Start of DATASET EXTRACT

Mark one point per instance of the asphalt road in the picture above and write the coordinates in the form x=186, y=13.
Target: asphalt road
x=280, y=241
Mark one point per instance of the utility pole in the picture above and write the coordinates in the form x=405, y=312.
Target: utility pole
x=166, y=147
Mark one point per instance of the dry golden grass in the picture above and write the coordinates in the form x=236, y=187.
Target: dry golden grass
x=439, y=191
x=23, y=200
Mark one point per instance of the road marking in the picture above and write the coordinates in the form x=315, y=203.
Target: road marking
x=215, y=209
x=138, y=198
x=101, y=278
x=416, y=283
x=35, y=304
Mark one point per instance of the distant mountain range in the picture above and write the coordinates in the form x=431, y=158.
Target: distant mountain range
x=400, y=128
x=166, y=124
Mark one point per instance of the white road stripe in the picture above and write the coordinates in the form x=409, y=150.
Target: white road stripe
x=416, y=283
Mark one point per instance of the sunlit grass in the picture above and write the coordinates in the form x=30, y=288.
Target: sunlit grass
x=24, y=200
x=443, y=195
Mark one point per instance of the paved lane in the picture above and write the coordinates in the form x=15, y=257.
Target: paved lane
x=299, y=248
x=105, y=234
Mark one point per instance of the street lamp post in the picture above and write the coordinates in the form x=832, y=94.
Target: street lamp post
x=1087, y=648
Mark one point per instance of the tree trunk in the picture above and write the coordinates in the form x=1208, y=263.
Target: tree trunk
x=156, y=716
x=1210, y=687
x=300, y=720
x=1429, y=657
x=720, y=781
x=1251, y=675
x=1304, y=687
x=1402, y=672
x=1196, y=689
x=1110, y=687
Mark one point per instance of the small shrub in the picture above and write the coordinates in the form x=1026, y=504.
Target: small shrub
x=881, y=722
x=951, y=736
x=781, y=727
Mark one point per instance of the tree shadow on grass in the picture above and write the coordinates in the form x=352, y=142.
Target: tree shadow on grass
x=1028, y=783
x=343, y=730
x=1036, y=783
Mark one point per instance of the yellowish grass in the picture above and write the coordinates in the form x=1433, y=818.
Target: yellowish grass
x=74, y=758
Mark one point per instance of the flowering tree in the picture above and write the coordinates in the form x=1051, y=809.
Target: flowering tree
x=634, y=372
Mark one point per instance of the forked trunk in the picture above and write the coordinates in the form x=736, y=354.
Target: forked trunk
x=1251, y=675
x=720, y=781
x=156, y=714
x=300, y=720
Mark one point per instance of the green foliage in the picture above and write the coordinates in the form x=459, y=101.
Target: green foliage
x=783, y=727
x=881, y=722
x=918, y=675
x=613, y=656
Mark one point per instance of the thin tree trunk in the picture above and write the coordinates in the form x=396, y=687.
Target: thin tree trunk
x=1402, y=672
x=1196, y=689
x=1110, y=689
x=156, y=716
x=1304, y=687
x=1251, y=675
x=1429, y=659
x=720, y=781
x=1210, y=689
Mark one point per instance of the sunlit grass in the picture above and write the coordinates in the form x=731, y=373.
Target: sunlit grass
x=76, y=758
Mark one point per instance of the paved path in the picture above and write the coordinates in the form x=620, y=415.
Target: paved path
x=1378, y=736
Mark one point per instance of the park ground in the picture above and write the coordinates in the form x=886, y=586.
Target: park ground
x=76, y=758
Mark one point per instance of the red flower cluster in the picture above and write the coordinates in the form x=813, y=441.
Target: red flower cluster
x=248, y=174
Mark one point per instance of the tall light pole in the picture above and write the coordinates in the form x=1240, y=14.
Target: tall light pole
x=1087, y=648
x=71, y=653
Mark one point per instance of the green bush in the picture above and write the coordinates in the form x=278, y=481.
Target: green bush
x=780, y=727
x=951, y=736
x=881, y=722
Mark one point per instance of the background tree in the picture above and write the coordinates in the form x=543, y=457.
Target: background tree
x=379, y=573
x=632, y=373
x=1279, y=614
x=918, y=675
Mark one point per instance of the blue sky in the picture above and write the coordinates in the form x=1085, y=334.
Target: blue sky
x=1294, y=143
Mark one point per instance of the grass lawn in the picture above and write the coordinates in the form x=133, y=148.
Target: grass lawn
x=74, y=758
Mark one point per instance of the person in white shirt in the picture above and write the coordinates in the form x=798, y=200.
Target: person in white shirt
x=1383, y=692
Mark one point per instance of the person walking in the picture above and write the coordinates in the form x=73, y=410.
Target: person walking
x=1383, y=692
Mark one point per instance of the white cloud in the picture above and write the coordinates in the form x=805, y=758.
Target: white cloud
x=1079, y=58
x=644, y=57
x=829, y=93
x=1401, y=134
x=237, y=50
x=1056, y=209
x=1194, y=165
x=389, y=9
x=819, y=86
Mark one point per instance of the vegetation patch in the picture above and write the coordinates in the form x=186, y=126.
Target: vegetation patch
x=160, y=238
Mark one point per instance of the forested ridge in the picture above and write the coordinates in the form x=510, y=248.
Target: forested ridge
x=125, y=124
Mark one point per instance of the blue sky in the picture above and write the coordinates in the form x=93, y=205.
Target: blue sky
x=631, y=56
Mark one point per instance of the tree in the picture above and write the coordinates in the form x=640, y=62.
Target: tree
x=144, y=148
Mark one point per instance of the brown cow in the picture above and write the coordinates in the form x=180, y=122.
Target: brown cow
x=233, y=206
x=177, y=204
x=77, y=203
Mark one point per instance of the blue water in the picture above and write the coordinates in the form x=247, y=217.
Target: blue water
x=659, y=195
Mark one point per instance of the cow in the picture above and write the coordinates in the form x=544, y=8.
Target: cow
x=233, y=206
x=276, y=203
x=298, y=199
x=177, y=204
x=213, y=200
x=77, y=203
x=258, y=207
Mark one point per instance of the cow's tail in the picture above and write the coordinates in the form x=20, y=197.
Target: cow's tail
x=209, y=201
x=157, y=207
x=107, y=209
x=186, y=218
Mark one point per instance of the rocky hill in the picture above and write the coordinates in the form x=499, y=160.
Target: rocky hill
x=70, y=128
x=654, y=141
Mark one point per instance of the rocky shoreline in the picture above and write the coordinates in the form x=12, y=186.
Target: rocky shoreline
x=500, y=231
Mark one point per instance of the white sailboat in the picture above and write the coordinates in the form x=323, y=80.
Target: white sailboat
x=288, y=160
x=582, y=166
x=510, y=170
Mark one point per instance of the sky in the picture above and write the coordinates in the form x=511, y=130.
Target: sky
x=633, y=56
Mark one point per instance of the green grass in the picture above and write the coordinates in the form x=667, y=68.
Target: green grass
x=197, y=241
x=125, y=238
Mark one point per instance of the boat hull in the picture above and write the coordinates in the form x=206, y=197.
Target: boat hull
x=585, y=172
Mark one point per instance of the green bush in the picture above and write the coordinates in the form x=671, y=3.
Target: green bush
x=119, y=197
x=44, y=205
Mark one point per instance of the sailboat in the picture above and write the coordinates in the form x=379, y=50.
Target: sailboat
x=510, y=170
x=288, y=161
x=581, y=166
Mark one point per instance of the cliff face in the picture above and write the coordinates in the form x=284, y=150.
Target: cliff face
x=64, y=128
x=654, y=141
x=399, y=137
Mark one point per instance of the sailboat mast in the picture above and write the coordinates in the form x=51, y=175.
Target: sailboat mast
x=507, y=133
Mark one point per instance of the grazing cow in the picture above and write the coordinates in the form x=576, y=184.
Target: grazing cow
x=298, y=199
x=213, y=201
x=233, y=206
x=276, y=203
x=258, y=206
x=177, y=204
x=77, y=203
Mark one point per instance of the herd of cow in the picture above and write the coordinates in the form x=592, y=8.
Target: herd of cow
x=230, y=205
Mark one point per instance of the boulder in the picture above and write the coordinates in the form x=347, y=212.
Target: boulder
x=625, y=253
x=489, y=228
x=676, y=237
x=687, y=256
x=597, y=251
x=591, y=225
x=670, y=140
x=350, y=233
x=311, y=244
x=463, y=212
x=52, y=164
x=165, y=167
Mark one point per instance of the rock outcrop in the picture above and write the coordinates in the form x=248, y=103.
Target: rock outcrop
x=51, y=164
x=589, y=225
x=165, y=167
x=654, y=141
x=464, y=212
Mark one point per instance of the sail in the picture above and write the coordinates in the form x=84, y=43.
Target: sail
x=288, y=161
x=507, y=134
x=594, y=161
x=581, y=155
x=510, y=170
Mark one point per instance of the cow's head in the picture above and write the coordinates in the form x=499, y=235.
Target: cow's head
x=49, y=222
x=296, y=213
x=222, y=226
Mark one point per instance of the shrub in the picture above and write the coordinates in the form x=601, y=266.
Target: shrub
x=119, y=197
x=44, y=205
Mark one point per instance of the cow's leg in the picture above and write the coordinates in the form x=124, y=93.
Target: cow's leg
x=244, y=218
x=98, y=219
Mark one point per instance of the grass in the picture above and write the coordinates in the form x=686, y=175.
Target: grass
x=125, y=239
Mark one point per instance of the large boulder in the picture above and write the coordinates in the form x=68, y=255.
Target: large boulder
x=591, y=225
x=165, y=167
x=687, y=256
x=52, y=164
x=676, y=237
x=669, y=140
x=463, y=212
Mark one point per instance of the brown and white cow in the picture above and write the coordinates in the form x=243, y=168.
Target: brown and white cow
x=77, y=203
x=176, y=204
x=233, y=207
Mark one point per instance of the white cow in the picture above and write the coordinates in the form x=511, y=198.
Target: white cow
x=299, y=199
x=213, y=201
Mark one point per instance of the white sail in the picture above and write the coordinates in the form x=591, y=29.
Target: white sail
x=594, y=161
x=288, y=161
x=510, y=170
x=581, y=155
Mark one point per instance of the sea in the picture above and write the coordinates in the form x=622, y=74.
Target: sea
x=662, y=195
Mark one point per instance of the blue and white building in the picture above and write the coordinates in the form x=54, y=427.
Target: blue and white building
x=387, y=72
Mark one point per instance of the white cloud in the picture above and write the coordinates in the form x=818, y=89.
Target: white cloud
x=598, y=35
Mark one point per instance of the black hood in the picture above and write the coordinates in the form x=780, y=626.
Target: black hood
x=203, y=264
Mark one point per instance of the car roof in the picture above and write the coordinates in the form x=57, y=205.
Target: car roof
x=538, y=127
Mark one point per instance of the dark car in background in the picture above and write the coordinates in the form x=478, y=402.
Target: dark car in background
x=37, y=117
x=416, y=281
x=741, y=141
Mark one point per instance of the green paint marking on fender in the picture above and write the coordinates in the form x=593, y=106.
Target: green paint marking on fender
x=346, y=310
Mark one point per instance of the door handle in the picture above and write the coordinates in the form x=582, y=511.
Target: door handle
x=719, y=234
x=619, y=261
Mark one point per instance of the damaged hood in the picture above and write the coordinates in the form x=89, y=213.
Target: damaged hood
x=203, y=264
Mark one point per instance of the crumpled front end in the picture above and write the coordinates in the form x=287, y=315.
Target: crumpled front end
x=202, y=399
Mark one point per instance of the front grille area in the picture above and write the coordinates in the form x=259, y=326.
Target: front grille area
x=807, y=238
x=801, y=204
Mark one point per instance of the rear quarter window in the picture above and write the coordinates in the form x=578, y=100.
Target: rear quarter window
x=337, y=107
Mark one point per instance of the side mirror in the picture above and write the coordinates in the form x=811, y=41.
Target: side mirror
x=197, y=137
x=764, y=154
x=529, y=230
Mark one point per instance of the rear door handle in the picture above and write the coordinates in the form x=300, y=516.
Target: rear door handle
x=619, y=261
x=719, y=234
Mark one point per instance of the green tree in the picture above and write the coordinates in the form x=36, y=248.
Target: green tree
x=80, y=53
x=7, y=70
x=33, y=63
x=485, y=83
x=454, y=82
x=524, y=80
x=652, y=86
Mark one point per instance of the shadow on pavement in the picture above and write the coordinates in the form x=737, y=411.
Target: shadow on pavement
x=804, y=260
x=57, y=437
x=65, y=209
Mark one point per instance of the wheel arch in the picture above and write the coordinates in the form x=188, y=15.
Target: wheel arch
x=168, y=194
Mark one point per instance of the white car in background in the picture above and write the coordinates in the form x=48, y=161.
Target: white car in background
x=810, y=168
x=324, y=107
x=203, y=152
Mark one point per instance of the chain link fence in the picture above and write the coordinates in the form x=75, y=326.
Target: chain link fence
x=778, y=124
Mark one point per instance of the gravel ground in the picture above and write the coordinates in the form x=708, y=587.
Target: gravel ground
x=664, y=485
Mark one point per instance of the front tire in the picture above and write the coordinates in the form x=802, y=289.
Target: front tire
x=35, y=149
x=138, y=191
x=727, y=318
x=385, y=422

End of DATASET EXTRACT

ASSIGNMENT - Looking at the data above, return every line from the one with "Mark one point per instance of the paved lane" down to the one with "Mark one point per instance of the tree shadow", exactly and inclusively.

EXERCISE OUTPUT -
Mark one point per instance of the paved lane in the picture above and write the coordinates in the form x=15, y=257.
Target: paved lane
x=299, y=248
x=105, y=234
Mark one point per instance of the street lamp post in the picture above and write the coordinates in the form x=832, y=94.
Target: street lamp post
x=1087, y=648
Mark one point per instance of the tree trunk in the picture above and write the coordinates in the form x=1208, y=263.
Target: tree trunk
x=156, y=716
x=1210, y=687
x=300, y=720
x=1429, y=657
x=720, y=781
x=1251, y=675
x=1304, y=687
x=1402, y=672
x=1196, y=689
x=1110, y=687
Mark one point per instance of the small shrub in the picture above and write the coordinates in the form x=1026, y=504.
Target: small shrub
x=881, y=722
x=951, y=736
x=781, y=727
Mark one point per instance of the tree shadow on grass in the picture above and write the coordinates in the form x=352, y=142.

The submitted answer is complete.